**Excerpted data:**
======

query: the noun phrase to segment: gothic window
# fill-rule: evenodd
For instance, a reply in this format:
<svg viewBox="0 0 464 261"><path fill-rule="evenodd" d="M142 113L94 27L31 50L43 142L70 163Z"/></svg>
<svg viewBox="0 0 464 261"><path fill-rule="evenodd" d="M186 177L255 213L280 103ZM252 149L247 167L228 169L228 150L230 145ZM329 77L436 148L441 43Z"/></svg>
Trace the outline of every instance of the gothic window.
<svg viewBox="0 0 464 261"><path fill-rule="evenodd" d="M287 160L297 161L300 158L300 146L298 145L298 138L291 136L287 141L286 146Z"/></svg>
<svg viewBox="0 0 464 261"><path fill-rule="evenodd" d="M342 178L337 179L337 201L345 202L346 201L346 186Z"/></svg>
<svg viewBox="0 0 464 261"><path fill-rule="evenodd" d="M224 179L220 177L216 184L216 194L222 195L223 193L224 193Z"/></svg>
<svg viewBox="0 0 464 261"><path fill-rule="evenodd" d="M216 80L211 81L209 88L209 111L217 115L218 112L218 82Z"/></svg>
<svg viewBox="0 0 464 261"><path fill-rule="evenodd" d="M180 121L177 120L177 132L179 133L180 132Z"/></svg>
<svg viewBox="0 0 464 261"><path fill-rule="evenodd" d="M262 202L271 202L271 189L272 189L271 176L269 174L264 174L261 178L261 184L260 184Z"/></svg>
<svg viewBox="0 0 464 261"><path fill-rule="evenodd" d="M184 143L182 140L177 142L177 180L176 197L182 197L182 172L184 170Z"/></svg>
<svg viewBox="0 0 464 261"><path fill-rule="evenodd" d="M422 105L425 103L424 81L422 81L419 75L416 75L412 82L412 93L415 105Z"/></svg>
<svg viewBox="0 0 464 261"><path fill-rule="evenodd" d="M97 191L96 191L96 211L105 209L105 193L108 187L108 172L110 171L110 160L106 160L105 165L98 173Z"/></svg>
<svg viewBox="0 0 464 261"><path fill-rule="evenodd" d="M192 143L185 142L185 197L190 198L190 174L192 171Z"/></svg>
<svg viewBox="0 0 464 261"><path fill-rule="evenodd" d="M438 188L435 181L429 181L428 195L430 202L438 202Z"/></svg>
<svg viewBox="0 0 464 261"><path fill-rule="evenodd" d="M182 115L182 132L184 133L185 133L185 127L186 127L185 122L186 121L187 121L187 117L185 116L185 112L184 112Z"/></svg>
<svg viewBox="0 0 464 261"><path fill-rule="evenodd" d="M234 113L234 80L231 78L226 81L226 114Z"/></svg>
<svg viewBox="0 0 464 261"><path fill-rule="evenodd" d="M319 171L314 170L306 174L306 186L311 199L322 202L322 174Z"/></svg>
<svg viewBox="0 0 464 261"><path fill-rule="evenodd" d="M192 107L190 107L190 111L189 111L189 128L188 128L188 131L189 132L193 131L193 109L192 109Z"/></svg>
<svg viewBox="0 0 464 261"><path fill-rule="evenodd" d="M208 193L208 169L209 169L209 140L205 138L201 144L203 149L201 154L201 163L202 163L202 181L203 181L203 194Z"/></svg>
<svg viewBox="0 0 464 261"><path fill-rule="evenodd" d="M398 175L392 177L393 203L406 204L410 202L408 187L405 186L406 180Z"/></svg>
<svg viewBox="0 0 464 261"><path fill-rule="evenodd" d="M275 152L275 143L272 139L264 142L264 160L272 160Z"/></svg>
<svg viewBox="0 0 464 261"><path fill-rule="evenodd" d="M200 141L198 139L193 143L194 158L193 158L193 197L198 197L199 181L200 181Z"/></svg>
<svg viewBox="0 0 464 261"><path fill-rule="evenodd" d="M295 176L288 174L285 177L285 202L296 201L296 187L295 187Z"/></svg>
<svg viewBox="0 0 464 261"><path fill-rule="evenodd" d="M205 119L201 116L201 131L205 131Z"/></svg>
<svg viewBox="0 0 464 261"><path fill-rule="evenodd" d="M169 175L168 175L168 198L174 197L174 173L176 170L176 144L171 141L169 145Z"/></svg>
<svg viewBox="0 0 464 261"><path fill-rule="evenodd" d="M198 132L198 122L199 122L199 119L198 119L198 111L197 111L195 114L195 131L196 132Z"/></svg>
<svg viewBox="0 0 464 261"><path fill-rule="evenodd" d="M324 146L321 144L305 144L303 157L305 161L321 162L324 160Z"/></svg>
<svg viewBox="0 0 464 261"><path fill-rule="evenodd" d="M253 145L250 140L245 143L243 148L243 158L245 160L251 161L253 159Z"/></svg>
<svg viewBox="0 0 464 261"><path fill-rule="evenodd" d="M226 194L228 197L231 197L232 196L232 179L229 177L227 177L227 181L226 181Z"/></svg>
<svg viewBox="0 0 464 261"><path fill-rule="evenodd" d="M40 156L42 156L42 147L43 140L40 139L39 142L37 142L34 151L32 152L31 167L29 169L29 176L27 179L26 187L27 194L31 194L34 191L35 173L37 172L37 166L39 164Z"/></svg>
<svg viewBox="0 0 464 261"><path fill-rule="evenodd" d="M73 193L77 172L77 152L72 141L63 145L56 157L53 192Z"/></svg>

======

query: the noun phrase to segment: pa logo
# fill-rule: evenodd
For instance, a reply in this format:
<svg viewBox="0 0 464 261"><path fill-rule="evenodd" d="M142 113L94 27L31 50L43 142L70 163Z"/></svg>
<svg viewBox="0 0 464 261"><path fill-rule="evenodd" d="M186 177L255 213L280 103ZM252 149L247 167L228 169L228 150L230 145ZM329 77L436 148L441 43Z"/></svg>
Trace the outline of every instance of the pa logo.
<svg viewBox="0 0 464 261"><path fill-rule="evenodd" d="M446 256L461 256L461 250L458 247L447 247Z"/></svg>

======

**What this task involves:**
Filter the records above down to the lines containing "segment".

**Reply to the task:**
query: the noun phrase to segment: gothic window
query: the noun phrase to segment: pa logo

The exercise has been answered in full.